Abstract.
We study the complexity of central controller synthesis problems for finite-state Markov decision processes, where
the objective is to optimize both the expected mean-payoff
performance of the system and its stability. We argue that the
basic theoretical notion of expressing the stability in terms of the
variance of the mean-payoff (called global variance in our paper)
is not always sufficient, since it ignores possible instabilities on
respective runs. For this reason we propose alternative definitions
of stability, which we call local and hybrid variance, and which
express how rewards on each run deviate from the run’s own
mean-payoff and from the expected mean-payoff, respectively.

Entries shown:
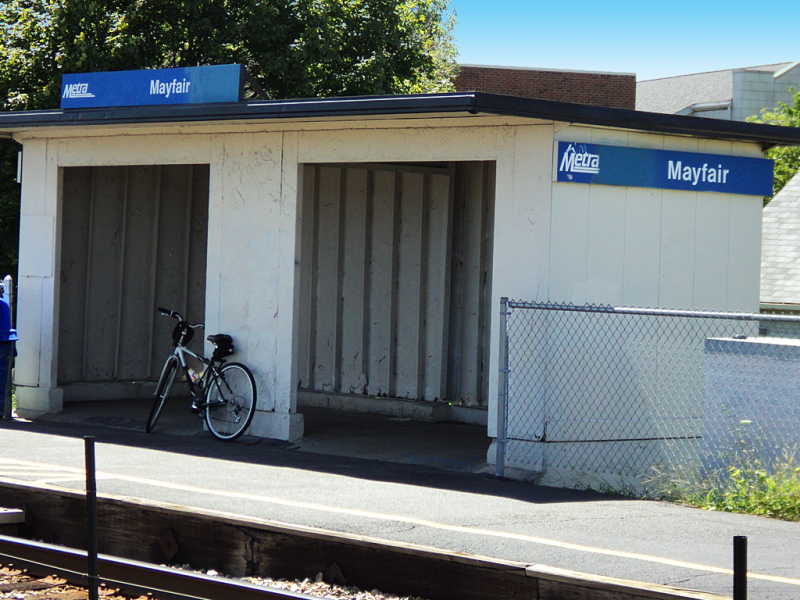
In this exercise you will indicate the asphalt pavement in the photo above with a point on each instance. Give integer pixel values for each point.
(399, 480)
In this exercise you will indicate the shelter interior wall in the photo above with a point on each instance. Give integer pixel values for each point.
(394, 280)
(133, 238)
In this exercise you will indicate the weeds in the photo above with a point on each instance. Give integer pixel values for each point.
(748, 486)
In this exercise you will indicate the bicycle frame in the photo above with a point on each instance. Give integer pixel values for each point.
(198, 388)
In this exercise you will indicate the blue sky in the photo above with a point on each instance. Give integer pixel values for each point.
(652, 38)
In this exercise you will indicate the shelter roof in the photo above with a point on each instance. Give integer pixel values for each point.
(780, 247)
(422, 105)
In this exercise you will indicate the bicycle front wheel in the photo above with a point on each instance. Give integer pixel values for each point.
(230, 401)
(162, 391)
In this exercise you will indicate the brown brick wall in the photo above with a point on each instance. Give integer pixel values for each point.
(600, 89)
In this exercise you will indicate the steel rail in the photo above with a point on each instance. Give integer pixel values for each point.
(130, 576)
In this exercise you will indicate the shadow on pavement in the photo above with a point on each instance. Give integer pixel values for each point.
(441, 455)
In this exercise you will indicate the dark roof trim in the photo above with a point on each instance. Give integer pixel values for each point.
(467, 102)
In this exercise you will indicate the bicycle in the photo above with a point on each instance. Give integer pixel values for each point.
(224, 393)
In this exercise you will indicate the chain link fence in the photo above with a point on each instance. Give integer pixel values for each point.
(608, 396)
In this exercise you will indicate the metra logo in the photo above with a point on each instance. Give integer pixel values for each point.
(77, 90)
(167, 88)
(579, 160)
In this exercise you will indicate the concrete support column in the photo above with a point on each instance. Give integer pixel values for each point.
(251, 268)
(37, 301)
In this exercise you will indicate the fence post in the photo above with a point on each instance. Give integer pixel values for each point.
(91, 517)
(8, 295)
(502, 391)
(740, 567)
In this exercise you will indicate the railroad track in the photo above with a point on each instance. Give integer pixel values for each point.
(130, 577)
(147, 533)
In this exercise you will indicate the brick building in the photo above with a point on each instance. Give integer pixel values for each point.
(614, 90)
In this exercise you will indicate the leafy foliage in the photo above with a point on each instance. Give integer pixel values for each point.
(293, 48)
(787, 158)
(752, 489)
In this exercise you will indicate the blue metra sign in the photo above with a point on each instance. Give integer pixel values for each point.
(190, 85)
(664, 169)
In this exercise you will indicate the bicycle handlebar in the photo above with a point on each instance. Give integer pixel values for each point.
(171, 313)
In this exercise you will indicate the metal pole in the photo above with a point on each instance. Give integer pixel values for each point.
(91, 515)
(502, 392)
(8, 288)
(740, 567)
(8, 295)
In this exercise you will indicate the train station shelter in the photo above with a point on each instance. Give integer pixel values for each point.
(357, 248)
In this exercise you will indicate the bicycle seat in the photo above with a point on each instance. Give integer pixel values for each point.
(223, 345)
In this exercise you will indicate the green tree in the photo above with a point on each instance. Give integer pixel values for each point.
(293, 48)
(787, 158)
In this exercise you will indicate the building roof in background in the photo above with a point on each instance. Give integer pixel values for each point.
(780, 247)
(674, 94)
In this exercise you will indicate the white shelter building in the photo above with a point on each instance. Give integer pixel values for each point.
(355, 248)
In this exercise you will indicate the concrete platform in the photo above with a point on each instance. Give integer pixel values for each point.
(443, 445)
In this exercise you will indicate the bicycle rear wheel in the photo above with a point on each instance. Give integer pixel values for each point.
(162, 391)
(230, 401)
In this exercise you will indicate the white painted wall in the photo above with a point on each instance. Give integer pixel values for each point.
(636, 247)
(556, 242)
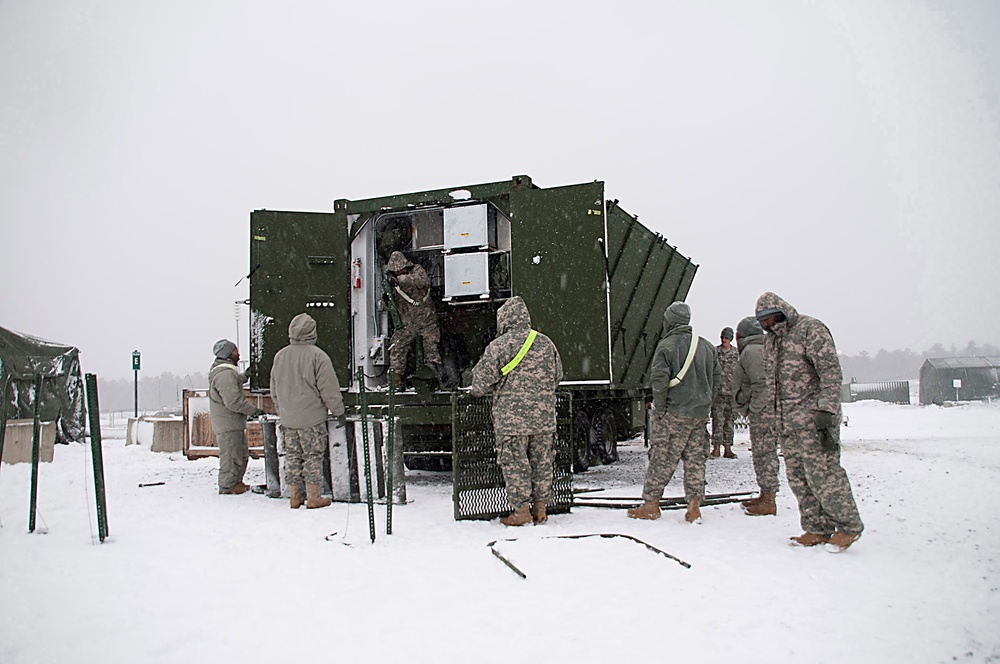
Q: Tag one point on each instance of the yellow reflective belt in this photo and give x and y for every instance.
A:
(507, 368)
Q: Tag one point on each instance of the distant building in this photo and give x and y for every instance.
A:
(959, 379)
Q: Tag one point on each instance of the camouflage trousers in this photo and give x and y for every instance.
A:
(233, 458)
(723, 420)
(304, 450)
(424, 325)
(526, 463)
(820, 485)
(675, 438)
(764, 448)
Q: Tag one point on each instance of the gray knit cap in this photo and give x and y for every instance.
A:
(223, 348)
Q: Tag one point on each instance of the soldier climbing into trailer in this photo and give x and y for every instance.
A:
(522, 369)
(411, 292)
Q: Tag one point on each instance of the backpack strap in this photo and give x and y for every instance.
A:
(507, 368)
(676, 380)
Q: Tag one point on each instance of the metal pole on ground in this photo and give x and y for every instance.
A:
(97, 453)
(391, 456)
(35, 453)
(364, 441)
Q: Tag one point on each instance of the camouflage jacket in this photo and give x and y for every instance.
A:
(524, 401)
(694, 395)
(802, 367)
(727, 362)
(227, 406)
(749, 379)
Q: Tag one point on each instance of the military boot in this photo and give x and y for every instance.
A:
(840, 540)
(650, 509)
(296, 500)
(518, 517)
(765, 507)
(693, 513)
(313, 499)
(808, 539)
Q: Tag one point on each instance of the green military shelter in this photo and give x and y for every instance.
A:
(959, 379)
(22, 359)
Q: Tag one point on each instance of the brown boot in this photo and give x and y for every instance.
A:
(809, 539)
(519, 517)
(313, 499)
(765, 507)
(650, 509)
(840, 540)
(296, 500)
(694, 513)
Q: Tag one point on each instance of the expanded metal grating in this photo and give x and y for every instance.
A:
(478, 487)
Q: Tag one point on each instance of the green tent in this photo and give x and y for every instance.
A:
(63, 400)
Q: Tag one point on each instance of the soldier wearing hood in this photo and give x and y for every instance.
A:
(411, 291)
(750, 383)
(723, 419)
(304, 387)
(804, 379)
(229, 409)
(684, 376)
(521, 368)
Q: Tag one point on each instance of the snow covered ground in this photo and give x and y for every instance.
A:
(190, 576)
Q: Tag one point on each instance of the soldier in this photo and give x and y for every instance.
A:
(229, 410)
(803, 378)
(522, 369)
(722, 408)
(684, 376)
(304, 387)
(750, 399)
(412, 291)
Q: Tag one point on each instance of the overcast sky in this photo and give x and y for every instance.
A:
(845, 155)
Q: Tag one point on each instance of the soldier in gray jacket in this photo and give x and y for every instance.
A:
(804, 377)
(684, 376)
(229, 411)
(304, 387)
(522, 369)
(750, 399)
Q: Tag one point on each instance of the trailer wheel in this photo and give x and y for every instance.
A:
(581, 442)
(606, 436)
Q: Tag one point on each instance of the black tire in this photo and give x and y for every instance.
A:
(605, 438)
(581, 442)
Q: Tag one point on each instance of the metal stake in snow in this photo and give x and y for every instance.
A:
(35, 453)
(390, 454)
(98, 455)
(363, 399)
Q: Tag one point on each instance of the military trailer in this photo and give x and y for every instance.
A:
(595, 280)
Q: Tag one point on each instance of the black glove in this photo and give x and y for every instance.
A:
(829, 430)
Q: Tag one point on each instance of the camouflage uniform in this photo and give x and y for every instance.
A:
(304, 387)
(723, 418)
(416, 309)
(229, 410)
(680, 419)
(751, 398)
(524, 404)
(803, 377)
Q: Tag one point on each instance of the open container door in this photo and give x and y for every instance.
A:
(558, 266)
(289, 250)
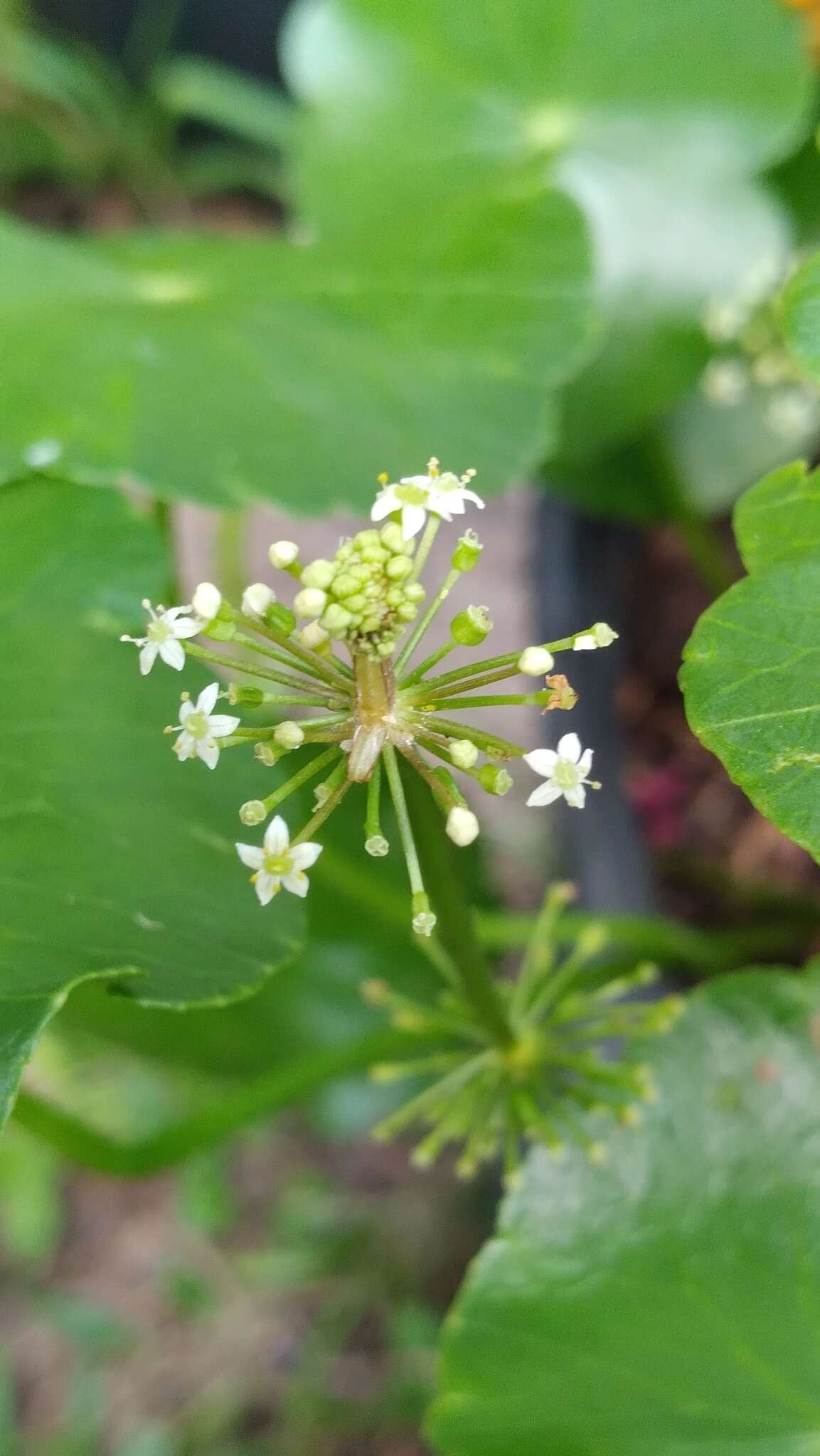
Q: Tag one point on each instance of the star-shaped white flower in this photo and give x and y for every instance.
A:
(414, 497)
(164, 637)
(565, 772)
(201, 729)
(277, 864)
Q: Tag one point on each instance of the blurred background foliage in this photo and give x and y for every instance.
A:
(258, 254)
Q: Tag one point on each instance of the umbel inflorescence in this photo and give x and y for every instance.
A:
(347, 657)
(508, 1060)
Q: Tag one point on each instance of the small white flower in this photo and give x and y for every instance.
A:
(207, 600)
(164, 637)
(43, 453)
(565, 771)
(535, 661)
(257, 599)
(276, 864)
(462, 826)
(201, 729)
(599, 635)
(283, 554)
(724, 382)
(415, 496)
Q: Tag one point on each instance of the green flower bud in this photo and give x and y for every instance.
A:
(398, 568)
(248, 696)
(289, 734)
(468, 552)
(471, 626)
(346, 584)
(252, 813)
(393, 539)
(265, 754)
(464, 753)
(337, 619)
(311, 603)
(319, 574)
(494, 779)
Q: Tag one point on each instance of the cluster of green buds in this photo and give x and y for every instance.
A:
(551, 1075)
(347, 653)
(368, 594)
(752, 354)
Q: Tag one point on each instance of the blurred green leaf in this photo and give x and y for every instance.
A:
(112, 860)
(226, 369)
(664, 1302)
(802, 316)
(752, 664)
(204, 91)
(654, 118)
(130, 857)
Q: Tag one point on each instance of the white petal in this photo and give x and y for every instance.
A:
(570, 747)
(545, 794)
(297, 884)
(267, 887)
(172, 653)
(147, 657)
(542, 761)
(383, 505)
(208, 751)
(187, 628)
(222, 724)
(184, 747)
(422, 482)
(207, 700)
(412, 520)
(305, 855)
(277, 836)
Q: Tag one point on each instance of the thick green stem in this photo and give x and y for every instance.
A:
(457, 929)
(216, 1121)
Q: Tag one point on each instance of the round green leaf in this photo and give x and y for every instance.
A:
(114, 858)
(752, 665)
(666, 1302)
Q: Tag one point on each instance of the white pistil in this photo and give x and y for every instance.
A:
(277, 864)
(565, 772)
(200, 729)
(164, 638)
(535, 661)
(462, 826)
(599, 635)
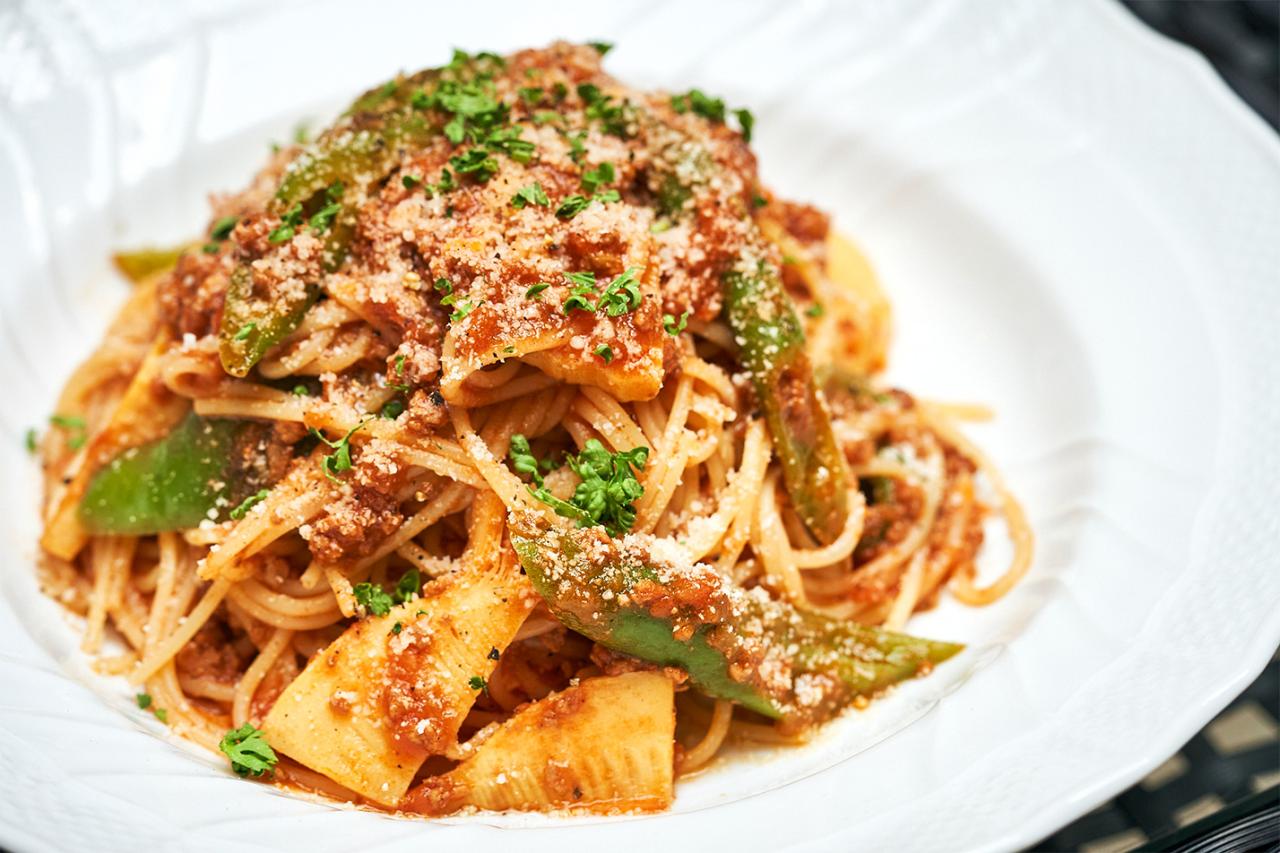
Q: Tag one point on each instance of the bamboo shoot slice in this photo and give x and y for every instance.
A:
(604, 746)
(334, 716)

The tasks:
[a] Rewrite the paragraph of the abstract on Markov decision processes that begins "We study the complexity" as a short bulleted list, keeping its main facts.
[b] Answer these questions using the abstract on Markov decision processes:
(i) What kind of Markov decision processes does the study consider?
(ii) What name does the paper give to the variance of the mean-payoff?
(iii) Which proposed notion measures how rewards on each run deviate from the expected mean-payoff?
[c] Carry on the abstract on Markov decision processes, beginning after its final sentence, which ends "and from the expected mean-payoff, respectively."

The responses:
[a]
- The study concerns the complexity of central controller synthesis problems for finite-state Markov decision processes.
- The objective is to optimize both the expected mean-payoff performance of the system and its stability.
- Stability is usually expressed as the variance of the mean-payoff, called global variance. This is not always sufficient, because it ignores possible instabilities on individual runs.
- The paper therefore proposes two alternative definitions of stability, local variance and hybrid variance.
- Local variance expresses how rewards on each run deviate from that run's own mean-payoff. Hybrid variance expresses how they deviate from the expected mean-payoff.

[b]
(i) Finite-state Markov decision processes.
(ii) Global variance.
(iii) Hybrid variance.

[c]
We show that a strategy ensuring both the expected mean-
payoff and the variance below given bounds requires randomization and memory, under all the above semantics of variance. We
then look at the problem of determining whether there is a such
a strategy. For the global variance, we show that the problem
is in PSPACE, and that the answer can be approximated in
pseudo-polynomial time. For the hybrid variance, the analogous
decision problem is in NP, and a polynomial-time approximating
algorithm also exists. For local variance, we show that the
decision problem is in NP. Since the overall performance can be
traded for stability (and vice versa), we also present algorithms
for approximating the associated Pareto curve in all the three
cases.
Finally, we study a special case of the decision problems,
where we require a given expected mean-payoff together with
zero variance. Here we show that the problems can be all solved
in polynomial time.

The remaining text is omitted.